**Stated goal**
Report how many lines in the items below contain the string "road", with case taken into account. Give only the number.

[Collected data entries]
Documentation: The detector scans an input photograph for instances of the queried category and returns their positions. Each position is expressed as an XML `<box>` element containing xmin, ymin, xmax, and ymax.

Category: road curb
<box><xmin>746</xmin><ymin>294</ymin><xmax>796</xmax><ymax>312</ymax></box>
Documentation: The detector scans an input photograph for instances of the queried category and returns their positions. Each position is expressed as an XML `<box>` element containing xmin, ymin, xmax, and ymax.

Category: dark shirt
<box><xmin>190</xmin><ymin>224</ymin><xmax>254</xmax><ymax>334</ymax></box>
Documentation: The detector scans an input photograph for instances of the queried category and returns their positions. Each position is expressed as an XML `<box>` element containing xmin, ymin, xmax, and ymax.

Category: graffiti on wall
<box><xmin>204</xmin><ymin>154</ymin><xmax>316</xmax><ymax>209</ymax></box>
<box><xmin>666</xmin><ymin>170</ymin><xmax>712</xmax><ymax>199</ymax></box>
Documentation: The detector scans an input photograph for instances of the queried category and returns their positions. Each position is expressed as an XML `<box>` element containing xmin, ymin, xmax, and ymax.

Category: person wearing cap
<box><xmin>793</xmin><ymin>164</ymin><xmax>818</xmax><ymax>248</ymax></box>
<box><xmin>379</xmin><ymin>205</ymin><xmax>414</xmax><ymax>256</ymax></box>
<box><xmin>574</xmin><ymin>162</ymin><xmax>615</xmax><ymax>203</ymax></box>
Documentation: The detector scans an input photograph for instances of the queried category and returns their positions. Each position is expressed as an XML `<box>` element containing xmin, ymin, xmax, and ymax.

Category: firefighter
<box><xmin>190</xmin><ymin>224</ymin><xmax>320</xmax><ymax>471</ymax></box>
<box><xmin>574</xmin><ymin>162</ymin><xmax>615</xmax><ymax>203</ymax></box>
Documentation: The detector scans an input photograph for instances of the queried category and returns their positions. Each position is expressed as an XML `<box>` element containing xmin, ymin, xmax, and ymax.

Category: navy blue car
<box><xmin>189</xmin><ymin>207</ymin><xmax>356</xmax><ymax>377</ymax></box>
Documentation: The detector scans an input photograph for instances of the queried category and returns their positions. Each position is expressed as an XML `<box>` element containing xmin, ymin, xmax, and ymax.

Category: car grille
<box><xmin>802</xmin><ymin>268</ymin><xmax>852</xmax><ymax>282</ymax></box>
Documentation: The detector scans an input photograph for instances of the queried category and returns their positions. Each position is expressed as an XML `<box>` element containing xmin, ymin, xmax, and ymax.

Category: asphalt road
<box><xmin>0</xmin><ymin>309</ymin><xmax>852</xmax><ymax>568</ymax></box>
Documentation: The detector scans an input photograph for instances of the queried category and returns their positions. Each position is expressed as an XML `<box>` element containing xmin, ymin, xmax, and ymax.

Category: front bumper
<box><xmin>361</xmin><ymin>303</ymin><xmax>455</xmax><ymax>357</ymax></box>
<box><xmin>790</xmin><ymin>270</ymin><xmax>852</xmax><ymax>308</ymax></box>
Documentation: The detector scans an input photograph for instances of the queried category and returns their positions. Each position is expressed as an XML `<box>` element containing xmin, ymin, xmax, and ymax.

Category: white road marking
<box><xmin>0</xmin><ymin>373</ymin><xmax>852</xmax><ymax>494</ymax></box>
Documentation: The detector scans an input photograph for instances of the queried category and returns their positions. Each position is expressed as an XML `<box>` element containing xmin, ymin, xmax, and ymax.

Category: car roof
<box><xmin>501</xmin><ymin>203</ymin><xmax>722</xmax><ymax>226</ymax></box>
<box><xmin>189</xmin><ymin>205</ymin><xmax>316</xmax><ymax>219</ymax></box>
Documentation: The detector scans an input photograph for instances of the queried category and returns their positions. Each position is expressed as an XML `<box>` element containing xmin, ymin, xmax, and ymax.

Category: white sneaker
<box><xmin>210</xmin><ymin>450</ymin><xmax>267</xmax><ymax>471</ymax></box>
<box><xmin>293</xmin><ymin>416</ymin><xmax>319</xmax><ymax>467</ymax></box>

**Exercise response**
3